MIDLOTHIAN, Texas The man killed alongside a former Navy SEAL sniper at a Texas shooting range was helping his friend work with a troubled war veteran, and the outing was intended to be a "therapeutic situation," his relatives said Friday following his funeral.
Hundreds of people attended the service for Chad Littlefield, who along with his friend, "American Sniper" author Chris Kyle, was fatally shot last weekend. Authorities have said the former Marine they were trying to help suffered from post-traumatic stress disorder and turned on the two men at the shooting range.
Littlefield's father-in-law, Tom Montgomery, defended the notion of helping troubled war veterans through target practice. He said Kyle regularly took veterans to the shooting range, and that Littlefield often assisted in efforts to help veterans.
"As a gesture of friendship, that's the only way I can describe it, he was asked to help Chris in this endeavor," Montgomery said. "I think this was a form of relaxation, a form of therapy."
Police say the suspect, 25-year-old Eddie Ray Routh, shot Littlefield and Kyle multiple times on Feb. 2 before fleeing. He later told his sister and brother-in-law that the men "were out shooting target practice and he couldn't trust them so he killed them before they could kill him," according to a search warrant. Routh is jailed a $3 million bail.
The men could not have anticipated Routh's actions, Montgomery said, adding that Littlefield enjoyed assisting Kyle with his nonprofit, which provided in-home fitness equipment to physically and emotionally wounded veterans.
Kyle, 38, established the nonprofit after leaving the Navy in 2009 following four tours of duty in Iraq, where he earned a reputation as one of the military's most lethal snipers. His wartime account, "American Sniper," was a best-seller.

What you need to do:
1) Print the news story about Chad Littlefield's funeral word for word, everything from "Police say the" down to "was a best-seller.".
2) Write what comes next in the news story about Chad Littlefield's funeral, picking up after its last sentence.

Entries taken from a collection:
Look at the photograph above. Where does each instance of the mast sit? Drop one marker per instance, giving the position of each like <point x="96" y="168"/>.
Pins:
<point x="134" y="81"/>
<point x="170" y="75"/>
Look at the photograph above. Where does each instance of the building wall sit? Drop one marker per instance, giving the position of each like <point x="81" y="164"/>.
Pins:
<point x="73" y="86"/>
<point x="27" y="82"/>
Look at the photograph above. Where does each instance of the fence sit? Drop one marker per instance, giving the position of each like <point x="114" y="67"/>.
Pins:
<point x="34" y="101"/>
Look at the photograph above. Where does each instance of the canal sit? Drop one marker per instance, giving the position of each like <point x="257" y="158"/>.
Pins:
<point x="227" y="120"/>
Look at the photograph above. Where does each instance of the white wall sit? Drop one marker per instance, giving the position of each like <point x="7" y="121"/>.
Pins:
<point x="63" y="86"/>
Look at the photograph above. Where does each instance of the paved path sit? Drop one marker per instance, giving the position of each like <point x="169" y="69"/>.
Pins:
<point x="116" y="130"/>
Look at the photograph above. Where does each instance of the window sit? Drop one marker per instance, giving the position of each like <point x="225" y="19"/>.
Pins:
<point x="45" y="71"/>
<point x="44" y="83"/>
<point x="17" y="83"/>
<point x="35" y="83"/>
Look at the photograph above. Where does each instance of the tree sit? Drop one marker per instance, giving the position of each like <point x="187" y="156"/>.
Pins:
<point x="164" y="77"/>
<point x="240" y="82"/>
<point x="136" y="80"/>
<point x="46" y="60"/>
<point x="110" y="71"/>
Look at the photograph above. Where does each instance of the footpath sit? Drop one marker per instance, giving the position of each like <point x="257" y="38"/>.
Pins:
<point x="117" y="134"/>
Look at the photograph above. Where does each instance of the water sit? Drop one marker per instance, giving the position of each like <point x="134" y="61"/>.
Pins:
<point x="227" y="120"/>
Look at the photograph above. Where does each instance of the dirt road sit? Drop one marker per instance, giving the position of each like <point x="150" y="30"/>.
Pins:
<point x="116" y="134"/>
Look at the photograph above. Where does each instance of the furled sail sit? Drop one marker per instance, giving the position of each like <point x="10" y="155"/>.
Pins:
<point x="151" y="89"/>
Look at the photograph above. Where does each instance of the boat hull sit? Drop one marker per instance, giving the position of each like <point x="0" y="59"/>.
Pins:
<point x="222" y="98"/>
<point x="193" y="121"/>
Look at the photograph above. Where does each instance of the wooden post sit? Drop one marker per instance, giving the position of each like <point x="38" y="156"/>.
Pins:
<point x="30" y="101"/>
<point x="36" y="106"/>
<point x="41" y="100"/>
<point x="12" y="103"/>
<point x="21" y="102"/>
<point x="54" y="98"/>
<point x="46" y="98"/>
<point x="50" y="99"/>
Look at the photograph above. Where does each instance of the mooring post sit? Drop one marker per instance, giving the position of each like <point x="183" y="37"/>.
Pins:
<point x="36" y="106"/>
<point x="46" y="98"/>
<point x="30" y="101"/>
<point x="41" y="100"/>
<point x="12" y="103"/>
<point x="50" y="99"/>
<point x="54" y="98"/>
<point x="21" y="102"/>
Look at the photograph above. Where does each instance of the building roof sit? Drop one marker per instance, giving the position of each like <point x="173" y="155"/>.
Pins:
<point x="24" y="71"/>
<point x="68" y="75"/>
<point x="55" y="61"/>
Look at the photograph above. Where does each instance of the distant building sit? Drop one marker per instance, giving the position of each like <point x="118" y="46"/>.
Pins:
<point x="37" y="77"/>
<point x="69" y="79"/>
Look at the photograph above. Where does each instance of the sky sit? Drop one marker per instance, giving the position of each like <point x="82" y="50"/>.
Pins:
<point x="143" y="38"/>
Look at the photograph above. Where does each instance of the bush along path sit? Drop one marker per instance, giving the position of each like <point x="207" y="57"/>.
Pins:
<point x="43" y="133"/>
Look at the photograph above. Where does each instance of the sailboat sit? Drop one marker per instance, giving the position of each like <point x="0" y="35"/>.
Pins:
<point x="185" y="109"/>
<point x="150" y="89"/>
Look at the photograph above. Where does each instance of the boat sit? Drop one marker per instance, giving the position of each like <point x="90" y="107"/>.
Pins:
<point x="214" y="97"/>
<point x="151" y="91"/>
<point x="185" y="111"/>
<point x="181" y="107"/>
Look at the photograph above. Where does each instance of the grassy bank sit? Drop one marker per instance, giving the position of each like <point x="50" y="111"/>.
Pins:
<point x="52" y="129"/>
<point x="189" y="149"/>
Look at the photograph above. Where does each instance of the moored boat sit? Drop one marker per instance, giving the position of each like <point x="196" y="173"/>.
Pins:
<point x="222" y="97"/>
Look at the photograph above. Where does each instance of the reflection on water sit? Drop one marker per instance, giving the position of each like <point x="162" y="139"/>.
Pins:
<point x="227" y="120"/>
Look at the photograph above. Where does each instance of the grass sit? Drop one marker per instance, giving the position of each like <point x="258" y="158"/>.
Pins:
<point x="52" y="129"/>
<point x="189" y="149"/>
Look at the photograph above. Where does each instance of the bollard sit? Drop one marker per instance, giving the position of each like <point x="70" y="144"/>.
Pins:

Written answers:
1)
Police say the suspect, 25-year-old Eddie Ray Routh, shot Littlefield and Kyle multiple times on Feb. 2 before fleeing. He later told his sister and brother-in-law that the men "were out shooting target practice and he couldn't trust them so he killed them before they could kill him," according to a search warrant. Routh is jailed a $3 million bail.
The men could not have anticipated Routh's actions, Montgomery said, adding that Littlefield enjoyed assisting Kyle with his nonprofit, which provided in-home fitness equipment to physically and emotionally wounded veterans.
Kyle, 38, established the nonprofit after leaving the Navy in 2009 following four tours of duty in Iraq, where he earned a reputation as one of the military's most lethal snipers. His wartime account, "American Sniper," was a best-seller.

2)
"I have to believe that Chris Kyle with all his military background and specialized training was quite capable of reading people," Montgomery said.
Hundreds turned out Friday to honor Littlefield at First Baptist Church in Midlothian, near Dallas. Although Littlefield wasn't a member of the military, Patriot Guard Riders led the procession as a tribute to his efforts on behalf of veterans and formed a ring around the parking lot and church entrance. Hundreds of other people lined local streets to watch the procession pass.
Littlefield, who had a 7-year-old daughter with his wife Leanne, was remembered for his bedrock character.
"He was a man of deep commitment and character," the Rev. Kenny Lowman said during the service.
Montgomery said Littlefield and Kyle bonded a few years ago as soccer dads watching their children play, and that their families occasionally vacationed together.
"People develop these ethics over a lifetime," he said. "I think Chad was the type of person who developed them and did what was right, even when no one was looking."
A memorial service for Kyle is planned for Monday at Cowboys Stadium in Arlington.